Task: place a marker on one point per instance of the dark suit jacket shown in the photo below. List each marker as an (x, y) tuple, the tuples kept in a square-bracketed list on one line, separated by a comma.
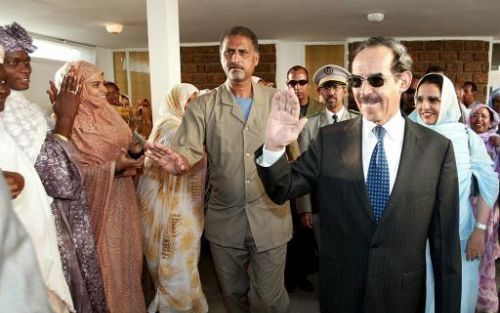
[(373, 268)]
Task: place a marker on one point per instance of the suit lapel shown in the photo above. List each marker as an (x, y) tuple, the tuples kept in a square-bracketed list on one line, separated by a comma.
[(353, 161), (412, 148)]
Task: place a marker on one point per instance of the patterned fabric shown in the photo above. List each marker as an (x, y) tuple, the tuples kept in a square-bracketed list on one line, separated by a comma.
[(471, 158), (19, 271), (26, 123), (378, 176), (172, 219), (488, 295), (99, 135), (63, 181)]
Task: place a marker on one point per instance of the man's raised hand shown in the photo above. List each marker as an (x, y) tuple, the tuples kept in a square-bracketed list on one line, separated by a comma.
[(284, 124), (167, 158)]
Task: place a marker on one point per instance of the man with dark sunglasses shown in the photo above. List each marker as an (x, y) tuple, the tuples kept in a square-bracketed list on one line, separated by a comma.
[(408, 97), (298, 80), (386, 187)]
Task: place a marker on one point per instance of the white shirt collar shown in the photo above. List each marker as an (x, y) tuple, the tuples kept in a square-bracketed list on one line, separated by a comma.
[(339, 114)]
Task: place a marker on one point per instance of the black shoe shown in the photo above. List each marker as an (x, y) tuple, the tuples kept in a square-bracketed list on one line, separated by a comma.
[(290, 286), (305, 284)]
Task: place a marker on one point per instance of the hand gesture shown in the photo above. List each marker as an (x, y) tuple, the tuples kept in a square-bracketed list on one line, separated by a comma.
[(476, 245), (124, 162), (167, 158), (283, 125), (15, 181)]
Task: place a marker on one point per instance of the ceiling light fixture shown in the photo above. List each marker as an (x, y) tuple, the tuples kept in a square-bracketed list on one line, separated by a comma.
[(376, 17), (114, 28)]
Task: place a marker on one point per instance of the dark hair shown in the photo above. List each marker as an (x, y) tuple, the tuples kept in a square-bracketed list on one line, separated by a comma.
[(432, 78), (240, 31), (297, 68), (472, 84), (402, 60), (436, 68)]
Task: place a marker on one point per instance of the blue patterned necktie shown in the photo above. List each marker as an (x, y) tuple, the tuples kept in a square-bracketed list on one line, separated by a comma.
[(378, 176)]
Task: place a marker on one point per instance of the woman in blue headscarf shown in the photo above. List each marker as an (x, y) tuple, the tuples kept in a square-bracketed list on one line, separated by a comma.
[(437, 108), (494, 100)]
...
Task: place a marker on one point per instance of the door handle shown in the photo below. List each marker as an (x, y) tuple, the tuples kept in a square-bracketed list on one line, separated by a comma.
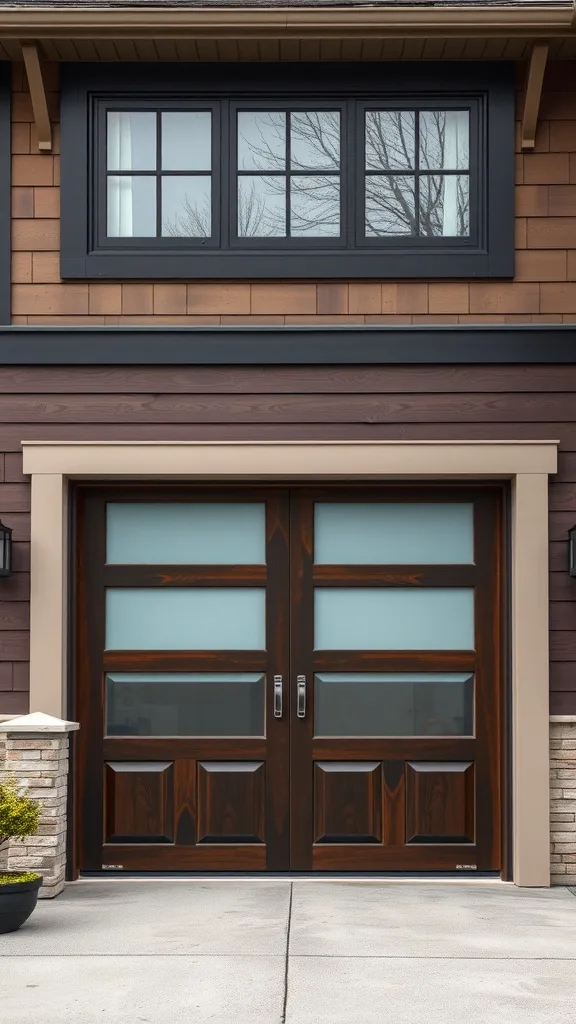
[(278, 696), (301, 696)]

### Aim
Pull out each line of the records that contains the word "woman", with case counting toward a match.

### Result of this exercise
Task: place a marker on one point per instance of the woman in blue headscarf shown in the photo above. List each marker as an (x, y) tuple, the tuples kept in a square-bracketed list on one line, separated by a comma.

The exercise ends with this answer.